Reproduce the following material word for word, omitting the pictures.

▸ Task inputs:
------------

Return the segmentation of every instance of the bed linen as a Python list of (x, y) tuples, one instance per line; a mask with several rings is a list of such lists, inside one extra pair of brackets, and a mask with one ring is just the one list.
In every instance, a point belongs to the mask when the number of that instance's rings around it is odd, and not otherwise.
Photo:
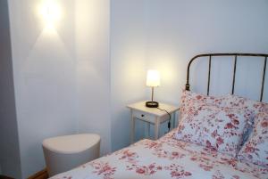
[(268, 179), (268, 168), (174, 139), (141, 140), (51, 179)]

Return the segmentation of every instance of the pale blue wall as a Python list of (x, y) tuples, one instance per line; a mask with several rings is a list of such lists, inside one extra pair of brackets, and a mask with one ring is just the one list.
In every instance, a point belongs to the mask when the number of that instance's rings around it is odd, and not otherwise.
[[(268, 53), (267, 0), (114, 0), (111, 4), (113, 149), (129, 143), (130, 126), (126, 120), (129, 120), (130, 113), (124, 105), (150, 97), (150, 89), (145, 86), (147, 69), (156, 69), (161, 72), (162, 83), (155, 89), (155, 99), (179, 105), (186, 83), (187, 64), (195, 54)], [(131, 51), (126, 51), (126, 46), (139, 55), (136, 58), (138, 64), (131, 63)], [(263, 68), (259, 67), (262, 63), (260, 60), (247, 60), (238, 67), (236, 94), (258, 97), (260, 90), (255, 86), (260, 86)], [(135, 80), (123, 80), (130, 72), (120, 73), (124, 70), (122, 64), (141, 69), (142, 72)], [(216, 67), (212, 73), (221, 73), (212, 77), (214, 89), (212, 94), (230, 92), (230, 86), (226, 84), (230, 83), (231, 64), (231, 60), (222, 61), (221, 64), (213, 63)], [(193, 66), (192, 77), (196, 77), (192, 79), (193, 90), (205, 92), (206, 68), (205, 61)], [(244, 81), (239, 80), (245, 74)], [(265, 86), (267, 92), (268, 79)], [(267, 93), (264, 99), (268, 100)], [(118, 125), (122, 130), (117, 130)], [(142, 126), (138, 127), (138, 135), (141, 135)], [(162, 134), (166, 130), (163, 126)]]
[(7, 0), (0, 1), (0, 174), (21, 178)]

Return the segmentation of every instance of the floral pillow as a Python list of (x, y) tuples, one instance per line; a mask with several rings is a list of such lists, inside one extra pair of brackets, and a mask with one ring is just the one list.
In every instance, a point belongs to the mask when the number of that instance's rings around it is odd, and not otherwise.
[(226, 98), (228, 95), (223, 96), (207, 96), (200, 94), (196, 94), (190, 91), (183, 90), (180, 98), (180, 115), (181, 118), (190, 108), (199, 105), (199, 103), (213, 104), (217, 106), (225, 106)]
[(247, 122), (245, 111), (205, 102), (195, 103), (189, 109), (179, 123), (176, 139), (235, 157), (240, 149)]
[(249, 100), (237, 95), (226, 95), (224, 104), (230, 108), (239, 108), (245, 110), (251, 110), (254, 111), (255, 114), (259, 112), (268, 113), (268, 103)]
[(268, 113), (256, 115), (253, 132), (239, 151), (239, 159), (268, 167)]

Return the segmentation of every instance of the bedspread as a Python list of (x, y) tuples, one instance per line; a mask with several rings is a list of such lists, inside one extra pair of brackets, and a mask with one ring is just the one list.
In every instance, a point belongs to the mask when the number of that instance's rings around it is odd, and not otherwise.
[(173, 139), (142, 140), (53, 179), (268, 179), (268, 168)]

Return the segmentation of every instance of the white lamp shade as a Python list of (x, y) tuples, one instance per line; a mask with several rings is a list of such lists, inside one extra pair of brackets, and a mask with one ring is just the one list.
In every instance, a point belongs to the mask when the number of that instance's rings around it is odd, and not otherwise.
[(159, 71), (150, 69), (147, 71), (147, 85), (156, 87), (160, 85), (160, 74)]

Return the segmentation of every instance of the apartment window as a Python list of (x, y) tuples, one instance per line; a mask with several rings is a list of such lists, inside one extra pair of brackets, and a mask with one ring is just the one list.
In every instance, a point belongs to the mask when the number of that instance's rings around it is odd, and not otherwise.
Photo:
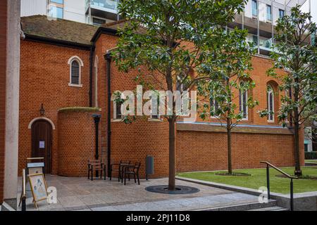
[(82, 60), (77, 56), (73, 56), (68, 60), (70, 65), (70, 82), (69, 86), (82, 87), (80, 83), (81, 67), (83, 66)]
[(278, 10), (278, 15), (279, 15), (279, 16), (280, 16), (280, 18), (282, 18), (283, 16), (284, 16), (284, 14), (285, 13), (285, 11), (282, 10), (282, 9), (279, 9)]
[(272, 20), (272, 6), (266, 5), (266, 20)]
[(57, 3), (58, 4), (64, 4), (64, 0), (51, 0), (50, 1), (51, 3)]
[(256, 35), (252, 35), (252, 42), (254, 44), (254, 46), (258, 46), (258, 37)]
[(267, 97), (268, 97), (268, 110), (269, 113), (268, 116), (268, 121), (274, 122), (274, 92), (271, 85), (268, 86)]
[(121, 112), (121, 103), (116, 103), (116, 119), (121, 119), (122, 112)]
[[(244, 82), (240, 82), (240, 86), (243, 86)], [(239, 91), (239, 103), (240, 103), (240, 112), (243, 112), (242, 119), (248, 119), (248, 93), (247, 91), (243, 91), (242, 90)]]
[(211, 90), (211, 95), (210, 97), (210, 113), (211, 117), (218, 117), (220, 116), (219, 113), (219, 103), (215, 99), (215, 96), (213, 91)]
[(96, 26), (101, 26), (106, 23), (105, 19), (101, 18), (92, 18), (92, 24)]
[(252, 0), (252, 15), (258, 16), (258, 3), (256, 0)]

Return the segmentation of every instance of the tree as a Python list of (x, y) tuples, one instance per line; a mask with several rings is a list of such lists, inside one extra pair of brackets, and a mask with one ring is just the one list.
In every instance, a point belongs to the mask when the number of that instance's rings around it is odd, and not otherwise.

------------

▸ Response to this task:
Return the segmentation of every instance of the bed linen as a Python list of (x, y) tuples, one instance per line; a mask with several rings is a list of such lists, inside one extra pair of brackets, and a mask with one ring is just the one list.
In every instance, a point belongs to the mask when the number of that instance's rings around it is odd, and not otherwise.
Photo:
[(268, 179), (268, 168), (174, 139), (141, 140), (51, 179)]

Return the segmentation of every instance of the pale blue wall as a Python list of (x, y) tuples, one instance per line; a mask with several rings is a list of such lists, inside one extra pair of brackets, and a mask with one ring is just the one list.
In every instance, a point belongs to the mask when the number of that instance's rings around it is odd, and not otherwise.
[[(268, 53), (267, 0), (114, 0), (111, 4), (113, 149), (129, 143), (130, 126), (126, 120), (129, 120), (130, 113), (124, 105), (150, 97), (150, 89), (145, 86), (147, 69), (156, 69), (161, 72), (162, 83), (155, 89), (155, 99), (179, 105), (186, 83), (187, 64), (195, 54)], [(131, 51), (126, 51), (126, 46), (139, 55), (136, 58), (138, 64), (131, 63)], [(263, 68), (259, 67), (262, 63), (260, 60), (247, 60), (238, 67), (236, 94), (258, 97), (260, 90), (255, 86), (260, 86)], [(135, 80), (123, 80), (130, 72), (120, 73), (124, 70), (122, 64), (141, 69), (142, 72)], [(216, 67), (212, 73), (221, 73), (212, 77), (214, 89), (212, 94), (230, 92), (230, 86), (226, 84), (230, 83), (231, 64), (231, 60), (222, 61), (221, 64), (213, 63)], [(193, 66), (192, 77), (196, 77), (192, 79), (193, 90), (205, 92), (206, 68), (205, 61)], [(244, 81), (239, 80), (245, 74)], [(265, 86), (267, 92), (268, 79)], [(267, 93), (264, 99), (268, 100)], [(118, 125), (122, 130), (117, 130)], [(142, 126), (138, 127), (138, 135), (141, 135)], [(162, 134), (166, 130), (163, 126)]]
[(7, 0), (0, 1), (0, 174), (21, 178)]

Return the segmentation of every instance of the floral pillow as a Python list of (x, y) tuples, one instance per line; a mask with several rings is a list of such lists, inside one extra pair of brackets, and a mask with one ring is just the one list.
In every instance, a point belongs to the mask when the number of that instance's rings around it is odd, and not otherwise.
[(226, 98), (228, 95), (223, 96), (207, 96), (200, 94), (196, 94), (190, 91), (183, 90), (180, 98), (180, 115), (181, 118), (190, 108), (199, 105), (199, 103), (213, 104), (217, 106), (225, 106)]
[(247, 122), (245, 111), (205, 102), (195, 103), (189, 109), (179, 123), (176, 139), (235, 157), (240, 149)]
[(249, 100), (237, 95), (226, 95), (224, 104), (230, 108), (239, 108), (245, 110), (251, 110), (254, 111), (255, 114), (259, 112), (268, 113), (268, 103)]
[(268, 113), (256, 115), (253, 132), (239, 151), (239, 159), (268, 167)]

Return the segmentation of every instance of the bedspread as a Python list of (x, y) tuples, one instance per line; a mask with several rings is a list of such lists, inside one extra pair of brackets, and a mask with one ring is just the one list.
In every instance, a point belongs to the mask when the number of that instance's rings around it is odd, and not otherwise.
[(173, 139), (142, 140), (53, 179), (268, 179), (268, 168)]

Return the segmentation of every instance of the white lamp shade as a Python list of (x, y) tuples, one instance per line; a mask with several rings is a list of such lists, inside one extra pair of brackets, and a mask with one ring is just the one list.
In every instance, a point belongs to the mask when the number of that instance's rings around it is odd, and not otherwise.
[(159, 71), (150, 69), (147, 71), (147, 85), (156, 87), (160, 85), (160, 74)]

Return the segmentation of every instance of the apartment window as a Python list of (x, y) tuples, one instance per line; a mask with several rings is a list of such lists, inside one extra pair of brackets, and a mask with one ring is just the one list.
In every instance, a point belongs to the mask when the number of that instance's rings around it is odd, and not otherwise.
Photo:
[(82, 60), (77, 56), (73, 56), (68, 60), (70, 65), (70, 82), (69, 86), (82, 87), (80, 83), (81, 67), (83, 66)]
[(278, 10), (278, 15), (279, 15), (279, 16), (280, 16), (280, 18), (282, 18), (283, 16), (284, 16), (284, 14), (285, 13), (285, 11), (282, 10), (282, 9), (279, 9)]
[(272, 20), (272, 6), (266, 5), (266, 20)]
[(57, 3), (58, 4), (64, 4), (64, 0), (51, 0), (50, 1), (51, 3)]
[(256, 35), (252, 35), (252, 42), (254, 44), (254, 46), (258, 46), (258, 37)]
[(267, 97), (268, 97), (268, 110), (269, 113), (268, 116), (268, 121), (274, 122), (274, 92), (271, 85), (268, 86)]
[(121, 112), (121, 103), (116, 103), (116, 119), (121, 119), (122, 112)]
[[(244, 82), (240, 82), (240, 86), (243, 86)], [(239, 91), (239, 103), (240, 103), (240, 112), (243, 112), (242, 119), (248, 119), (248, 93), (247, 91), (243, 91), (242, 90)]]
[(211, 90), (211, 95), (210, 97), (210, 113), (211, 117), (218, 117), (220, 116), (219, 113), (219, 103), (215, 99), (215, 96), (213, 91)]
[(96, 26), (101, 26), (106, 23), (105, 19), (101, 18), (92, 18), (92, 24)]
[(252, 0), (252, 15), (258, 16), (258, 3), (256, 0)]

Return the segmentation of every instance of the tree as a Python list of (x, y) tuples, one instance per line; a mask with several rings is a list of such lists, inside one extra pair of brackets, and a mask with one ring is just the one list.
In every instance, a point belongs to the mask when the number of that instance's rings around it is odd, and not otherwise.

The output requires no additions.